### Text block
########################################

Monsters Inc.

British authorities have ruled that research using animal eggs to create human stem cells could go forward in principle.

LONDON — Even the “yuck factor” wasn’t enough to prevent British authorities from authorizing a new form of morally problematic cloning research.

It was a decision that drew international condemnation from pro-life advocates.

The U.K.’s Human Fertilization and Embryology Authority (HFEA) granted approval in principle Sept. 5 to the creation of human-animal hybrid embryos.

They are called chimeras, and they are created using unfertilized eggs obtained from cows and other animals.

The Vatican immediately denounced the move. Bishop Elio Sgreccia, president of the Pontifical Academy for Life, said Sept. 6 that the decision is “a monstrous act against human dignity.”

“The British government has given in to the requests of a group of scientists absolutely against morality,” Bishop Sgreccia told the Italian daily newspaper Corriere della Sera.

The Human Fertilization and Embryology Authority’s decision applies to research using the same technique of “somatic nuclear cell transfer” that is utilized to create human clones using human eggs obtained from women.

########################################

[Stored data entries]
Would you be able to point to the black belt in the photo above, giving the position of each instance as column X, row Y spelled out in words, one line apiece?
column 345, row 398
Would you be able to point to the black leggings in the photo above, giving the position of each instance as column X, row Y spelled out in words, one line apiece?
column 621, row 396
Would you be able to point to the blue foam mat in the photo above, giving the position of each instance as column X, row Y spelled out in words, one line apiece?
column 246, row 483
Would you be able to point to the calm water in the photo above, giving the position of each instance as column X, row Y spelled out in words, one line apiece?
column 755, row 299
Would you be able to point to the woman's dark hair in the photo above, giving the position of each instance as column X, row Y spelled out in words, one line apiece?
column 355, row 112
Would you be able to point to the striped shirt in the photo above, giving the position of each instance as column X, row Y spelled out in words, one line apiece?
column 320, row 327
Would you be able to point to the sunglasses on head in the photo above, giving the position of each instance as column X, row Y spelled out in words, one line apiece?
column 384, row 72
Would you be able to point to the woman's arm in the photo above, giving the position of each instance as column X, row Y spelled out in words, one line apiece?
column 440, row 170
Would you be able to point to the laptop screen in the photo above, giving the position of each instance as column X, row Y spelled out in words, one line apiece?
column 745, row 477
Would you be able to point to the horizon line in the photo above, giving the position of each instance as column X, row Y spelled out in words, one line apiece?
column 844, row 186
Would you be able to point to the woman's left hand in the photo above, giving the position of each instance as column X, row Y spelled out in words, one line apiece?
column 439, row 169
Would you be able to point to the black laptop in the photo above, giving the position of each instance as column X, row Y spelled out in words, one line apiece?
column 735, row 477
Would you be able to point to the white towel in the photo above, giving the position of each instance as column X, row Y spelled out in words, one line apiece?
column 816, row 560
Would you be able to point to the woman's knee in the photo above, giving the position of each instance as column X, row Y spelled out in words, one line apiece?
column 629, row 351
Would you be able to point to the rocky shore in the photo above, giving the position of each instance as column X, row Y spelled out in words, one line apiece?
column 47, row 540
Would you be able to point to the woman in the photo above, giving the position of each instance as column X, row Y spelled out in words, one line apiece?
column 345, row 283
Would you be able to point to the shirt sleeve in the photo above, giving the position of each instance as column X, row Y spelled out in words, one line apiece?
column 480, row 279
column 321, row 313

########################################

### What to produce
Reproduce the full article about the British ruling on human-animal hybrid embryos word for word, from its headline to its final sentence.

### Solution to the exercise
Monsters Inc.

British authorities have ruled that research using animal eggs to create human stem cells could go forward in principle.

LONDON — Even the “yuck factor” wasn’t enough to prevent British authorities from authorizing a new form of morally problematic cloning research.

It was a decision that drew international condemnation from pro-life advocates.

The U.K.’s Human Fertilization and Embryology Authority (HFEA) granted approval in principle Sept. 5 to the creation of human-animal hybrid embryos.

They are called chimeras, and they are created using unfertilized eggs obtained from cows and other animals.

The Vatican immediately denounced the move. Bishop Elio Sgreccia, president of the Pontifical Academy for Life, said Sept. 6 that the decision is “a monstrous act against human dignity.”

“The British government has given in to the requests of a group of scientists absolutely against morality,” Bishop Sgreccia told the Italian daily newspaper Corriere della Sera.

The Human Fertilization and Embryology Authority’s decision applies to research using the same technique of “somatic nuclear cell transfer” that is utilized to create human clones using human eggs obtained from women.